I approached the assignment thinking that it’s a difficult topic, that people don’t want to talk about diseases because they are superstitious. Well, I am superstitious.
This was the biggest discovery made in the process of creating the story. In a previous post, I explained how I couldn’t proceed with the script for my audio play because I first had to go through the experience of doing a breast screening myself as I thought it was only fair to base my story on first person experience, and because I wanted to incorporate real sounds: the train going to the clinic, the receptionist welcoming me and getting me to fill in some forms, me alone in the waiting room, the sound of the machine, the voice of the technician etc.
And I did get all those sounds. But there was also another reason for my inability to finish the script: I didn’t want to write an ending because I didn’t want to tempt fate and I couldn’t pretend that everything was going to be ok because no one knows the future.
As already explained, this audio narration was different from all the others from the start, as it was commissioned for a purpose. Usually I start writing my story knowing exactly how it will sound. Not this time. This time I knew the direction that my story had to take but I didn’t know how to get there.

RECORDS SUPPLIED:
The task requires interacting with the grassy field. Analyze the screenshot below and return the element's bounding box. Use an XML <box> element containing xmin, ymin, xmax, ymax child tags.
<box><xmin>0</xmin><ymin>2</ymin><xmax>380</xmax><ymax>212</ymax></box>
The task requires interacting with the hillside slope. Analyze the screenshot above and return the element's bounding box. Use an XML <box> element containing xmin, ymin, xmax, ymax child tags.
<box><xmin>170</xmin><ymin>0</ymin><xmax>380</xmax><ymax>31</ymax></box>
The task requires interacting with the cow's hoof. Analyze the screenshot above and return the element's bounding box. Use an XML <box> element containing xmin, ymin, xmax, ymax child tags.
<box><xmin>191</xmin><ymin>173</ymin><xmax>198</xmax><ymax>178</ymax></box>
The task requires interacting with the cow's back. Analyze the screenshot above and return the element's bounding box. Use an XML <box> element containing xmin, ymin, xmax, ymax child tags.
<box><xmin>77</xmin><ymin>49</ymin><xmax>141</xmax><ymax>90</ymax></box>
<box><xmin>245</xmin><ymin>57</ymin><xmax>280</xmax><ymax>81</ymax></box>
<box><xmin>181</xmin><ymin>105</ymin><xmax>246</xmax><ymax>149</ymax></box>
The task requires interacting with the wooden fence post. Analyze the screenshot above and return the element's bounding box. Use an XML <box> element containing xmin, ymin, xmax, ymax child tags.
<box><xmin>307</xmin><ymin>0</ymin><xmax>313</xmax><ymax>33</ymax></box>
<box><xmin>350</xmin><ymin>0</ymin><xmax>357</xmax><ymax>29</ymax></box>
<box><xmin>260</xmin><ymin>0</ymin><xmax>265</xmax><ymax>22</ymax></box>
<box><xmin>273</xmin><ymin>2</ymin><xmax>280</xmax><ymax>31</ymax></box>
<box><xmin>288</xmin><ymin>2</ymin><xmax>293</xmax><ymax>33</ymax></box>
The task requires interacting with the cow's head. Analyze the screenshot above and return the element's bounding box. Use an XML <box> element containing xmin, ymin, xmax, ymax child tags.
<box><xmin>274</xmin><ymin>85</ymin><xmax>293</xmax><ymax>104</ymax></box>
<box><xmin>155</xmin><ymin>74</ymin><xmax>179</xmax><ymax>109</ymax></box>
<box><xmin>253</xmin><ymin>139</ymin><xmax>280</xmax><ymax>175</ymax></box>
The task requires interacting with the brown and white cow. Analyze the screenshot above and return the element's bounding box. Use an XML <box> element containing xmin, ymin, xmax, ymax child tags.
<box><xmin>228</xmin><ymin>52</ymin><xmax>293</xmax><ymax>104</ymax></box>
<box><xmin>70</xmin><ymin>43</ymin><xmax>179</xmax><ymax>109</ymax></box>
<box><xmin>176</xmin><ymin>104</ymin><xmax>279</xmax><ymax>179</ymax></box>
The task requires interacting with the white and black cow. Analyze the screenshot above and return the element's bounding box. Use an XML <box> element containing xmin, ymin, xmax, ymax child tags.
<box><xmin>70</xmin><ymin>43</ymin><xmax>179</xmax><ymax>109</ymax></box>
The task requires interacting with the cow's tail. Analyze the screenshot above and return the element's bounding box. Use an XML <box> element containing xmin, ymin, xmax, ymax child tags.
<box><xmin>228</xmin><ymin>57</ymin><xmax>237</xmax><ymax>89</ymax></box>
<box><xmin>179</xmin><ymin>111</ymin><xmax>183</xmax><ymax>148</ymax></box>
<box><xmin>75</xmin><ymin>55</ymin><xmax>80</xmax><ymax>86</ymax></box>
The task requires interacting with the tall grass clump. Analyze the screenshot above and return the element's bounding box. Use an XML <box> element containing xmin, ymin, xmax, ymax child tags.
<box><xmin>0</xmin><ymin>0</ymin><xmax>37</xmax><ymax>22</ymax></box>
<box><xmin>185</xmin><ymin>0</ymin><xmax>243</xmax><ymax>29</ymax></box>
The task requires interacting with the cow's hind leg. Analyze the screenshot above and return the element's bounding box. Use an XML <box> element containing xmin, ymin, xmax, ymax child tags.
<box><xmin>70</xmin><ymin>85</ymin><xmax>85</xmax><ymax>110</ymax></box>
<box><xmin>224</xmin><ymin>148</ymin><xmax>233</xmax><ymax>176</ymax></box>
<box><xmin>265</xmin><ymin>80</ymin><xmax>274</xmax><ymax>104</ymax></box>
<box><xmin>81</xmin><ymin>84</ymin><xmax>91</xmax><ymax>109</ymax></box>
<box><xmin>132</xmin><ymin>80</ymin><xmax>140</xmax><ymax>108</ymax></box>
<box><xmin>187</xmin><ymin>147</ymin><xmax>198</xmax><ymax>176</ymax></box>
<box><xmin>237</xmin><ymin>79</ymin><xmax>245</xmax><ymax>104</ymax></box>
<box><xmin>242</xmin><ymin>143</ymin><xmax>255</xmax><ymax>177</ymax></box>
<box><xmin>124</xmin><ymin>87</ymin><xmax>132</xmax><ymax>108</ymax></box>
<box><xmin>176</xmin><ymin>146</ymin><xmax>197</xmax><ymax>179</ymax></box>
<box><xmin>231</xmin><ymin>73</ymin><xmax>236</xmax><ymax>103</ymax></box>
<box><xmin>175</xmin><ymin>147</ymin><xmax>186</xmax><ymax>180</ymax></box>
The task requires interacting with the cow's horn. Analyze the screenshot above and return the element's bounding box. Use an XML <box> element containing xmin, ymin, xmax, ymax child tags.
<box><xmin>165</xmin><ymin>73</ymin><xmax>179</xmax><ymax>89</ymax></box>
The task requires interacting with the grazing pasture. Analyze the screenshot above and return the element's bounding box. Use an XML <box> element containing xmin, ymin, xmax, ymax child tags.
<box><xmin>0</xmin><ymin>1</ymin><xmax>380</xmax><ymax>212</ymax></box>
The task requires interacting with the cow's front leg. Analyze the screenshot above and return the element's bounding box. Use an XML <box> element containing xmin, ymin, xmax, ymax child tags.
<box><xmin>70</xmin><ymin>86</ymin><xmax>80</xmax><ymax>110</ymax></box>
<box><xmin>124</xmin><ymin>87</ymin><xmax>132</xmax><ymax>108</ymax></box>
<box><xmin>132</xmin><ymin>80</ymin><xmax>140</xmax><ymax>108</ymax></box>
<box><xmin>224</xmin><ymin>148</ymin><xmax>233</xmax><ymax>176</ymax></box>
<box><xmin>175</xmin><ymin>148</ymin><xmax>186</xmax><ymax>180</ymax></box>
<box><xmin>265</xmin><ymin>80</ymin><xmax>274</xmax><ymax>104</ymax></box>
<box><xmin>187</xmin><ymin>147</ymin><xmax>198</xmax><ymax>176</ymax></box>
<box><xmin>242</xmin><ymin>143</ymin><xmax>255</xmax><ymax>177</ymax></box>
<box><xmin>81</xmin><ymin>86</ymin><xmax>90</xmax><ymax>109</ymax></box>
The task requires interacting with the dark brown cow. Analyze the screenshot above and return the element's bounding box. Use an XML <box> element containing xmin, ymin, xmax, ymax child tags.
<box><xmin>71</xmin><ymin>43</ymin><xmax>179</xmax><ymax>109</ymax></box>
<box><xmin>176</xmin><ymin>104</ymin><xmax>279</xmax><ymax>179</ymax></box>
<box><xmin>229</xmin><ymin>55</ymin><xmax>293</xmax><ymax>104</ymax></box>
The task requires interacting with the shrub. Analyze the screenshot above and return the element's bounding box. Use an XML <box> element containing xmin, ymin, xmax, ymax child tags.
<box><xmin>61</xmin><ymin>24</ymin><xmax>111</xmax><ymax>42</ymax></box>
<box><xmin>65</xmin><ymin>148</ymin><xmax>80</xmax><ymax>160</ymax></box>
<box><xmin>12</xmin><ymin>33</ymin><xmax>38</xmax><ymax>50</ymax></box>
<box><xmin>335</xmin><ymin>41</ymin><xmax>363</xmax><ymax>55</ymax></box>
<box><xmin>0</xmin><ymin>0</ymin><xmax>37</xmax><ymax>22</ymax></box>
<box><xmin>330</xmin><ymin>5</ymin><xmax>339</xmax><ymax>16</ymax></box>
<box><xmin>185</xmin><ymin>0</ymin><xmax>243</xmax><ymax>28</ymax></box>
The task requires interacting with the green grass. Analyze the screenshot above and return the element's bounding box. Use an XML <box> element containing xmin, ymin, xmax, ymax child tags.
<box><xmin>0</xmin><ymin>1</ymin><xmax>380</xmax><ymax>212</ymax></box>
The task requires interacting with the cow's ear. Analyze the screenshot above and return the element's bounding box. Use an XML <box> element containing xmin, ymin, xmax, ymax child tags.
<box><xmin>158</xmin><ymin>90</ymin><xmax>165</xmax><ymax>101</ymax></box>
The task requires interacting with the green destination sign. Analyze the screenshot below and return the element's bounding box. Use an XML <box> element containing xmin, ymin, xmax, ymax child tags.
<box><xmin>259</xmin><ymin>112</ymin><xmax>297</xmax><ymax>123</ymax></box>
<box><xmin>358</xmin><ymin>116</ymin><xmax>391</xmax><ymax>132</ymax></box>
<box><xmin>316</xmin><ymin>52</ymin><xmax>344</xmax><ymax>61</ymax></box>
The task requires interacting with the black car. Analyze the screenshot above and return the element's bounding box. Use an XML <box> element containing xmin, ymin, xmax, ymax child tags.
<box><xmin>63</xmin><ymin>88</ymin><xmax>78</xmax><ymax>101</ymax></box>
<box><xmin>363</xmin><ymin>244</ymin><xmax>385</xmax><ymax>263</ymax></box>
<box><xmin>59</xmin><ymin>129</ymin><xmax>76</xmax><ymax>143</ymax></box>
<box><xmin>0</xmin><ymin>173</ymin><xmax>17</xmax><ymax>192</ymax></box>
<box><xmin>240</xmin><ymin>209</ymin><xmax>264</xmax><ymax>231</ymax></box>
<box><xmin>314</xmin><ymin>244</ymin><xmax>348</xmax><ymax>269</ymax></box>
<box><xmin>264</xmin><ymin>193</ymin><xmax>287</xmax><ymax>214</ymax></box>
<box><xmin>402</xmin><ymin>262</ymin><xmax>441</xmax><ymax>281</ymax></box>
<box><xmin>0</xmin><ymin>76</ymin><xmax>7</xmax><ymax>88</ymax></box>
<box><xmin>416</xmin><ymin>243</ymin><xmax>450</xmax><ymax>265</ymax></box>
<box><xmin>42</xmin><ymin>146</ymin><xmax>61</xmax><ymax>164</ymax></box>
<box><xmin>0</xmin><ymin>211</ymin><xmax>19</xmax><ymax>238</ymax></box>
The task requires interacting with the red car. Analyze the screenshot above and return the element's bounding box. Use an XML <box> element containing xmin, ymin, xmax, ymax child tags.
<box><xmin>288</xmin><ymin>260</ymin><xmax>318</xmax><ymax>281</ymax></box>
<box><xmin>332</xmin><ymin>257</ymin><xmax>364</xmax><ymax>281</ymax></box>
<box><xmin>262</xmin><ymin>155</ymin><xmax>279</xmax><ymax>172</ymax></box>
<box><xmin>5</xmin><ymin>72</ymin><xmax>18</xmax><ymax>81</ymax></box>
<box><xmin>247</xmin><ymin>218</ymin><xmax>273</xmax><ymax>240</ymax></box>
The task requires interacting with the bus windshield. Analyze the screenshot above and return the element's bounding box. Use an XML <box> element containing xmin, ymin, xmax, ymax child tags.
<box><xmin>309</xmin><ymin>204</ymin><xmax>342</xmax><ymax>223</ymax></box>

COMPLETE THE FOLLOWING:
A. Answer each question about the passage on the breast-screening audio play:
(i) What does the writer admit in the first paragraph?
(ii) What is the first real sound listed that the writer wanted to incorporate?
(iii) What made this audio narration different from all the others from the start?
B. Proceed with the passage on the breast-screening audio play, picking up after its final sentence.

RESULTS IN ORDER:
A.
(i) The writer admits to being superstitious.
(ii) The train going to the clinic.
(iii) It was commissioned for a purpose.

B.
It has been a great journey of discovery in which I have challenged my creative process and I have put to the test my ability to take a personal story to another level.
The audio narration is ready and I am delighted with the result, at least from an artistic point of view. I can’t wait to deliver it to Cancer Council Vic and BreastScreen Vic, and to see the feedback once they’ll publish it on their platforms (stay tuned).
It’ll take a while to see whether my piece has reached its intended goal, that is whether narrative can be an effective tool to encourage reluctant women to do the screening. What I can say now is that not knowing where to go is a beautiful way to reach your destination.